(SHORT PROBLEM): Look below for the line containing "Rules: pick out every instance of the forest". Output it and each remaining line of the entries exactly, and nothing else.

---*---

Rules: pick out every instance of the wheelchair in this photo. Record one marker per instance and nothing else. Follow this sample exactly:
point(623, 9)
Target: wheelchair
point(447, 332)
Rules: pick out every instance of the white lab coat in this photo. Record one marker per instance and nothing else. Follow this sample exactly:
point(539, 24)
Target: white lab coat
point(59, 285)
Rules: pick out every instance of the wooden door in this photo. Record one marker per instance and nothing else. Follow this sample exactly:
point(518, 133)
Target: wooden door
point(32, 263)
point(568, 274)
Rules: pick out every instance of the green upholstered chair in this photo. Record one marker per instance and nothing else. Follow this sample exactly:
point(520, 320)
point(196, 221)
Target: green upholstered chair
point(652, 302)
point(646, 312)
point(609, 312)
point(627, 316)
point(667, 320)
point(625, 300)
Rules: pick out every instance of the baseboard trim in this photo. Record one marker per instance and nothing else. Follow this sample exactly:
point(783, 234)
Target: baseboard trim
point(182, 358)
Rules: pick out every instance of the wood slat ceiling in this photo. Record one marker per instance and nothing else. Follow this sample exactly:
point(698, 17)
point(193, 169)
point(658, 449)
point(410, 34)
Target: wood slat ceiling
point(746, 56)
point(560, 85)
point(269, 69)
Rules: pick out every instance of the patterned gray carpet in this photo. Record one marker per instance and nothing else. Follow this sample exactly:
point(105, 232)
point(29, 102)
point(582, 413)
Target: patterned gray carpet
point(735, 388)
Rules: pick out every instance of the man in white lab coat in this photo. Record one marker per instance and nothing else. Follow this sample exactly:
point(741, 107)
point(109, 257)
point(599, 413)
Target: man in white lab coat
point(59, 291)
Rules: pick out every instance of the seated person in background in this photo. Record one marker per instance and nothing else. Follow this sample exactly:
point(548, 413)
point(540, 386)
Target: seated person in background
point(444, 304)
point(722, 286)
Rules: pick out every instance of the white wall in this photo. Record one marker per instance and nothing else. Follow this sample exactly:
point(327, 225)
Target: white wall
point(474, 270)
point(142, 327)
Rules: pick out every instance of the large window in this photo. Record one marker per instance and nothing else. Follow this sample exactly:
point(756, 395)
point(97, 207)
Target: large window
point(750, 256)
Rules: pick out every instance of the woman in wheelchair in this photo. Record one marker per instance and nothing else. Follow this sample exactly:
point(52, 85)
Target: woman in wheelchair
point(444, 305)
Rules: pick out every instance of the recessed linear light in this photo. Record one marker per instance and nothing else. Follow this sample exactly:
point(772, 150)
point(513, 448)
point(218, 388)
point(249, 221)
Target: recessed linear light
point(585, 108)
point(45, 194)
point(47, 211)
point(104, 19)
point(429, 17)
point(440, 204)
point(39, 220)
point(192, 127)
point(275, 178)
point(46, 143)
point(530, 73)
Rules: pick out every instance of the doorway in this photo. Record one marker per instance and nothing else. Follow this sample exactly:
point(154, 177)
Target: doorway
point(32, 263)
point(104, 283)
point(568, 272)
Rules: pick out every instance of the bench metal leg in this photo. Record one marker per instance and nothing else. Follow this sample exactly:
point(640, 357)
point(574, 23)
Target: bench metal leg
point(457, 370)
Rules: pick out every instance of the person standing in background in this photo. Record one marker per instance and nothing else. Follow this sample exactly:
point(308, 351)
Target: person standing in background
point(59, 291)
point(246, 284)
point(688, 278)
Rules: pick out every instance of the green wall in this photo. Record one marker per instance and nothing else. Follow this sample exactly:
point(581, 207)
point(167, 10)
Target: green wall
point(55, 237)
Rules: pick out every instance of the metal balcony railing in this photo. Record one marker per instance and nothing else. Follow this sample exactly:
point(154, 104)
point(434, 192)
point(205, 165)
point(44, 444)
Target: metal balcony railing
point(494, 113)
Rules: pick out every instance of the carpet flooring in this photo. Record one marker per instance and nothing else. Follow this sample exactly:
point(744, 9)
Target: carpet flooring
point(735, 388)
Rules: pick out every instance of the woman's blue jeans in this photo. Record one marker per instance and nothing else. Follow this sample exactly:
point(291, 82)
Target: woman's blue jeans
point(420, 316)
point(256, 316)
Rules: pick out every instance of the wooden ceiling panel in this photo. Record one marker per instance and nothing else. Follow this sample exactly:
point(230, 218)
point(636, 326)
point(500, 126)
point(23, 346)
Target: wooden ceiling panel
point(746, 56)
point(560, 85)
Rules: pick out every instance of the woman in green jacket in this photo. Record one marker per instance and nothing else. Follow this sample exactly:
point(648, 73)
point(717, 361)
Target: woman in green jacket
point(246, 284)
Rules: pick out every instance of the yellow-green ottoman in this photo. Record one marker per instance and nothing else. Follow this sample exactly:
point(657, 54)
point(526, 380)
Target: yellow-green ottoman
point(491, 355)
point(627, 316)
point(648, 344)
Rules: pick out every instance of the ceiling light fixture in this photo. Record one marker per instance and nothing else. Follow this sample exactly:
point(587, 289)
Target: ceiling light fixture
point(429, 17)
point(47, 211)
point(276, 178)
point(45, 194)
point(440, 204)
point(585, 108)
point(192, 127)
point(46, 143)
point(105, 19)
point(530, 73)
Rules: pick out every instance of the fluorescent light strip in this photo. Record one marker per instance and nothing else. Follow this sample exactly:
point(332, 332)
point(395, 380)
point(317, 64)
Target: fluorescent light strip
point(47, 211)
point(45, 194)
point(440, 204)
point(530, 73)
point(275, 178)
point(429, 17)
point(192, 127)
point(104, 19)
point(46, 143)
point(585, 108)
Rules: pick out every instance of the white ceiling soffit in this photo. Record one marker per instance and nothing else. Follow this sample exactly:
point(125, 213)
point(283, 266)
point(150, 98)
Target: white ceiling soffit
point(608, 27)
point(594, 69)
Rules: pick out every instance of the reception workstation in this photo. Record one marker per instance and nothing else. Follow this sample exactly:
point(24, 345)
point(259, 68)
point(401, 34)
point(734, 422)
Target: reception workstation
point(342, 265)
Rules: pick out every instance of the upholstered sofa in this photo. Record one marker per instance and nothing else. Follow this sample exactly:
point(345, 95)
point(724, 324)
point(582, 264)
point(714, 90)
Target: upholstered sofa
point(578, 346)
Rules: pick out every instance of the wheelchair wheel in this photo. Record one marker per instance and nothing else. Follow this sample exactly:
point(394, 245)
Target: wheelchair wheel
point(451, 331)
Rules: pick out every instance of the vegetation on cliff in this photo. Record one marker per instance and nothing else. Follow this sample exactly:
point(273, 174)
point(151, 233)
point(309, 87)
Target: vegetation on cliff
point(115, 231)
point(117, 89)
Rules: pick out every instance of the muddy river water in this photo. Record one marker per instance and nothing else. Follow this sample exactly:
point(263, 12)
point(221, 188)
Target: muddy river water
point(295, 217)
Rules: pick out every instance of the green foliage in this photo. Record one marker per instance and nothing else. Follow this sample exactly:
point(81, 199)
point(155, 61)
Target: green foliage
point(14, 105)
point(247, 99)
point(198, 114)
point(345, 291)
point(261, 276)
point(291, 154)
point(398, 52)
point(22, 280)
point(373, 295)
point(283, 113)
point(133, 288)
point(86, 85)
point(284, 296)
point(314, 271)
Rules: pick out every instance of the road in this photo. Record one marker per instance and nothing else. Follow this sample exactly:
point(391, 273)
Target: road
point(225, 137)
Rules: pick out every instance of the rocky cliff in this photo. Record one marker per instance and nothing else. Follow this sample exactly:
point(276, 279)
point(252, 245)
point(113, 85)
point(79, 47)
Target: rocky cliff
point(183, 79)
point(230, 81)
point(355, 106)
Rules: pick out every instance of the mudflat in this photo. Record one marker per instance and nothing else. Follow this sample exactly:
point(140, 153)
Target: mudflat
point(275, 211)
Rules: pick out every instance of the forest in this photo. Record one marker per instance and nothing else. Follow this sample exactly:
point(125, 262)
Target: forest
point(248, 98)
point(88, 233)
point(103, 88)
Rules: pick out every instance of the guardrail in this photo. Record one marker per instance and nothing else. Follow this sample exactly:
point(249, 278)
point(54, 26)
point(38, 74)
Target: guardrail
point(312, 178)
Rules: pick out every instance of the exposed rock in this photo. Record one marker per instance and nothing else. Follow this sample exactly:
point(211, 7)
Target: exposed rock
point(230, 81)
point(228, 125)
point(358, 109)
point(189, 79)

---*---

(IN RESPONSE):
Rules: pick out every instance of the forest in this photo. Record one marker per instance and nothing else. Follow this sample exactly:
point(125, 262)
Target: forest
point(248, 98)
point(88, 233)
point(103, 88)
Rules: pick out every instance of the guardrail in this photo. Record one marker per instance and nothing else. Follow this sample exactly:
point(249, 278)
point(54, 26)
point(38, 74)
Target: guardrail
point(312, 178)
Rules: pick out every instance of the exposed rock in this photo. Record one marker per instance and nothing else. Follow this sample exactly:
point(211, 7)
Target: exposed rock
point(230, 81)
point(228, 125)
point(358, 109)
point(189, 79)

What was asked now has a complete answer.